**What is expected:**
Could you transcribe all of the data word for word?

━━━ Records provided

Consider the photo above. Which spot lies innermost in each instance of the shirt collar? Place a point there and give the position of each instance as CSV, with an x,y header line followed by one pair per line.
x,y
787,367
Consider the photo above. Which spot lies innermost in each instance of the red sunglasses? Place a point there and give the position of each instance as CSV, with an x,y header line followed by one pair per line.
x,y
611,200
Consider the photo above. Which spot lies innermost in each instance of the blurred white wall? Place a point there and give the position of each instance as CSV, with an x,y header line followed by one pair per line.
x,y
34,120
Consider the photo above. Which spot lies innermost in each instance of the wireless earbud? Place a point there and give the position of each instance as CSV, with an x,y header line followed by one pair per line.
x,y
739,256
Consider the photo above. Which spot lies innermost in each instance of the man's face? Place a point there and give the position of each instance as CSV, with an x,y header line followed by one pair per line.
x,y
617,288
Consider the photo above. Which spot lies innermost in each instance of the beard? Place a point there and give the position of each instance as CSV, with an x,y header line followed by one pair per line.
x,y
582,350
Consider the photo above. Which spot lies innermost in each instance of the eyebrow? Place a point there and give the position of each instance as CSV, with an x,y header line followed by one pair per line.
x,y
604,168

━━━━━━

**Output for this task:**
Consider the photo above. Which spot lies innermost in each instance of the shirt collar? Place a point there and give the position of each instance as CSV, with an x,y header line followed by one pair per line.
x,y
787,367
Consider the photo above. Which spot lies innermost in each instance of the red sunglasses? Place a point there and give the position of each instance as CSV, with an x,y header line followed by one pair per line.
x,y
611,200
Consider the photo above. Which spot lies innermost in each instance of the blurred white wall? Place a point there and give the position of each instance as CSV, with an x,y header line followed by one pair per line.
x,y
34,120
Consider the photo above. Which spot lies innermost in each instance of the wireless earbud? Place a point there and give the position of each instance as CSV, with an x,y header line followed by one pair per line.
x,y
739,256
Consider the photo above. Which spot lies innermost in each instance of the man's face? Place a point there and give the position of each instance as CSV, with an x,y header line followed by one pair per line.
x,y
617,288
Consider the photo above. Which spot lies innermost in each instance of the beard? Place a point there and give the position of each instance as CSV, with an x,y header line followed by one pair per line.
x,y
582,350
Consider the photo above. Which spot lies innermost in each instance of the eyebrow? Place a point there and give the position of each instance as CSV, with an x,y header line followed by one pair per line.
x,y
604,168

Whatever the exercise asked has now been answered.